== Passage ==
In Part 2 of my exploration into Modernist art between 1900-1940 I will continue to explore the artistic talents of Prendergast , Maurer and Hartley.
Ann Lee Morgan continues her appreciation of Maurice Prendergast.
” Although Prendergast worked in oil throughout his life it was his preferred medium only in later years he achieved particular distinction with luminous watercolours”..
” By the late 1880’s he (Prendergast) ranked as the only significant artist in the United states working in a style based on advanced European painting , a distinction he held for nearly 20 years”. .
Morgan explains Prendergast’s insistence on only concentrating on his particular version of Post-Impressionism.
” Prendergast had little in common with the stylistic aims of the other Exhibitions but he shared their desire to replace Academic art with something fresher”. .
Morgan now considers the contribution of Alfred Maurer the fauvist and Cubist painter.
” Known primarily for semi-abstract still lives he also produced a number of figure studies”..

== Recorded information ==
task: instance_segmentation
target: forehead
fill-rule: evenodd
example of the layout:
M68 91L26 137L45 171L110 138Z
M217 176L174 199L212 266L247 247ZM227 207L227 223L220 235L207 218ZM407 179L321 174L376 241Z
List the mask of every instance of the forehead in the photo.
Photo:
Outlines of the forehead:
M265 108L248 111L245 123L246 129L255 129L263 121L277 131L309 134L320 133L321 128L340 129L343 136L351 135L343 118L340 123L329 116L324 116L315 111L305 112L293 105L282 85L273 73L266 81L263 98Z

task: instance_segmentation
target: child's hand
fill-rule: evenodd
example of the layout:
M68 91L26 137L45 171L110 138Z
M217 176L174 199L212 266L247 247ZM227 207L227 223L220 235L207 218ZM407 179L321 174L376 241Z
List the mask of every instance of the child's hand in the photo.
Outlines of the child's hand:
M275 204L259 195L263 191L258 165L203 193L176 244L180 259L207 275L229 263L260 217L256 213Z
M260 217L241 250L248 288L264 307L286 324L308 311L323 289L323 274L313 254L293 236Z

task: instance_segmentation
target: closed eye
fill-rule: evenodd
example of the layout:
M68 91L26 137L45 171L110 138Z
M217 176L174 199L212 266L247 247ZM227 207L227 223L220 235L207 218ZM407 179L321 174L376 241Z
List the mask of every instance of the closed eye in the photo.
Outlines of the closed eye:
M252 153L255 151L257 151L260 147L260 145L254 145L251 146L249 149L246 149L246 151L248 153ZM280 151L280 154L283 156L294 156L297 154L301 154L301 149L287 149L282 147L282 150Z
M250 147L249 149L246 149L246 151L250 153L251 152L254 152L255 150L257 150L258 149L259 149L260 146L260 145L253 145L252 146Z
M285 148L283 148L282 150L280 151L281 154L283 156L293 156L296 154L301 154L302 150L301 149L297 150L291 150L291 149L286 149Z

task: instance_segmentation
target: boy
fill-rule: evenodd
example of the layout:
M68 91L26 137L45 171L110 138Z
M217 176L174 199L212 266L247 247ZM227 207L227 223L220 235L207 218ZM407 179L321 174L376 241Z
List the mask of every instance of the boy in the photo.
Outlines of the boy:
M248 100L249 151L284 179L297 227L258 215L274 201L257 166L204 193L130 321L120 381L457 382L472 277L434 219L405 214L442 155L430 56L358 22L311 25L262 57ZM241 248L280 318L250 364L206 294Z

== Aim 1 ==
Reproduce the stretch of the Modernist art passage from "In Part 2 of" through "of Maurice Prendergast.".
== Aim 2 ==
Continue the Modernist art passage from the point where it stops.

== Right answer 1 ==
In Part 2 of my exploration into Modernist art between 1900-1940 I will continue to explore the artistic talents of Prendergast , Maurer and Hartley.
Ann Lee Morgan continues her appreciation of Maurice Prendergast.

== Right answer 2 ==
Morgan shows on his visits to Paris how Maurer perfected his technique.
” In Paris he perfected a fluid, dark Whisterlerian figure style seen in an arrangement, however within a few years Maurer became a follower of Cezanne and Matisse”. .
” By about 1905 in advance of any other American he had adapted the bright style colours of Fauvism”. .
Morgan describes how Maurer also used bright expressionist colours to aid him in his search for brighter Fauvist paintings.
” Subsequently he worked in a brushy often bright coloured expressionist style occasionally approaching complete abstraction. Around 1920 he began to add to his repertoire of Landscapes and still lives a series of long-faced large eyed Women’s heads”..
” In the ensuing sophisticated still life compositions such as (still life with Doily) fragmentation and spatial compression contribute to decorative effects. During the same years he sometimes distorted his figures almost beyond recognition with shattering cubist techniques”. .
Morgan now comes to consider Hartley the most revolutionary of the three artists here under discussion.
” After painting some of the early 20th century’s most impressive abstractions in 1917(the Year of the Russian Revolution) he adopted an expressive bold and sensuous approach to Landscapes , still live and figurative subjects”..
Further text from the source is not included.